▶ **REQUIREMENT**:
Write out again only the lines running from the one that contains "Practice step: find the truck hood" to the end of the records below, including both the first and the last.

- - -

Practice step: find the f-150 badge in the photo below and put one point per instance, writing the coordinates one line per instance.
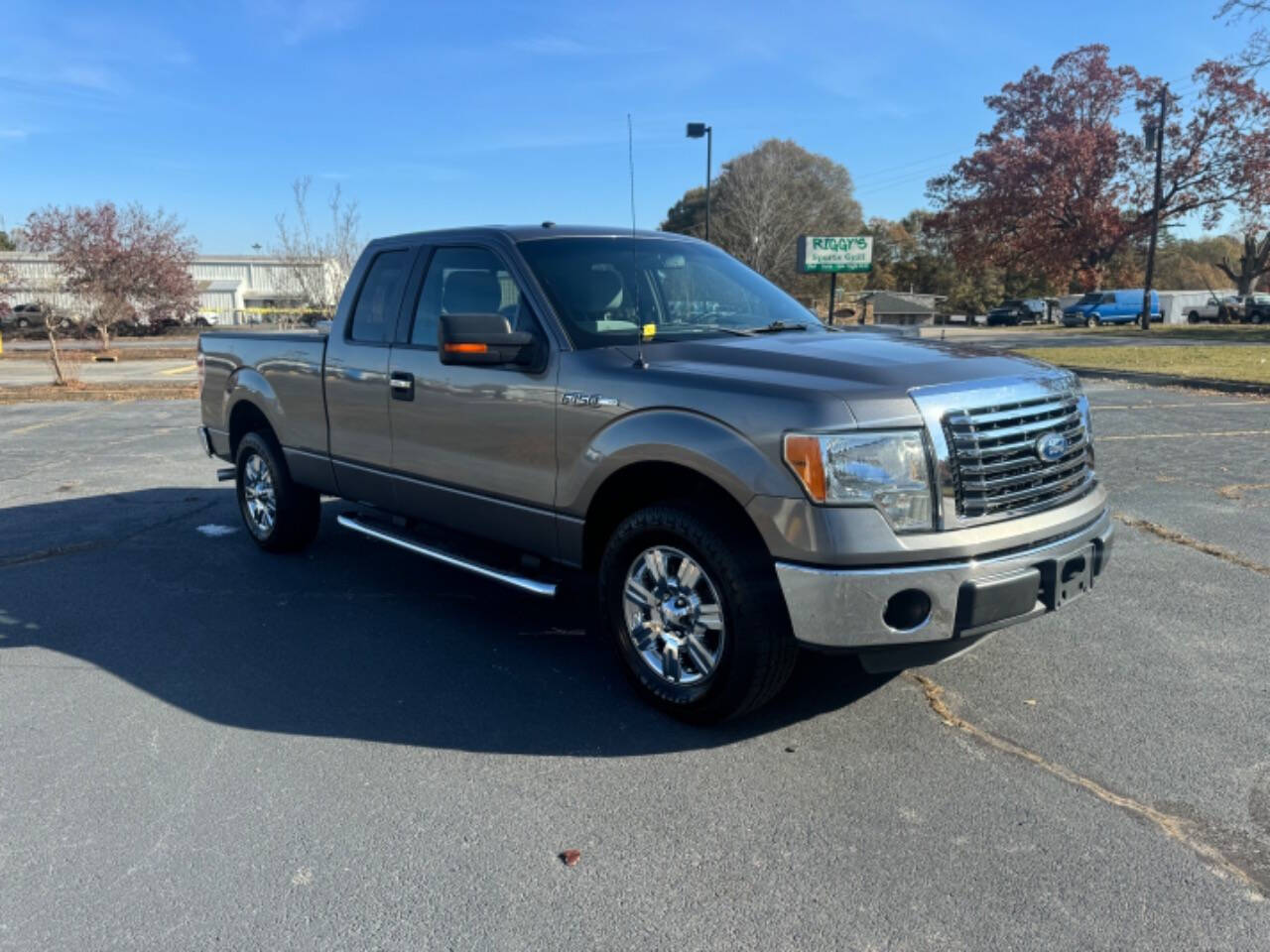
(588, 400)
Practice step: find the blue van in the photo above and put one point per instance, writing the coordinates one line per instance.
(1109, 307)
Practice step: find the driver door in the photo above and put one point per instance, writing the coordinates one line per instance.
(472, 447)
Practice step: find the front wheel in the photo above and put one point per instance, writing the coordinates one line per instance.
(280, 515)
(695, 612)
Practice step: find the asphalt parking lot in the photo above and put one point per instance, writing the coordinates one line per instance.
(203, 746)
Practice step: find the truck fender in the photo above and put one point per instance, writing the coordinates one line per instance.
(690, 439)
(250, 386)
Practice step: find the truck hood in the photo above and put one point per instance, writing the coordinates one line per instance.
(867, 370)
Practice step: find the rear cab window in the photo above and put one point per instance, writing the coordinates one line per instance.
(375, 312)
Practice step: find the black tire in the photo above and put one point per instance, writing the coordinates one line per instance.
(757, 648)
(296, 509)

- - -

▶ **ANSWER FOR THIS EXERCISE**:
Practice step: find the truck hood in the photo above and put one point per instance, writing the coordinates one line per instance.
(867, 370)
Practice step: find the rear cab window in the photo above and put one point per instance, writing the coordinates one line per instance.
(375, 312)
Practice step: find the black tire in the photo above and put one point per instance, writing the coordinates one line per instance.
(757, 648)
(296, 509)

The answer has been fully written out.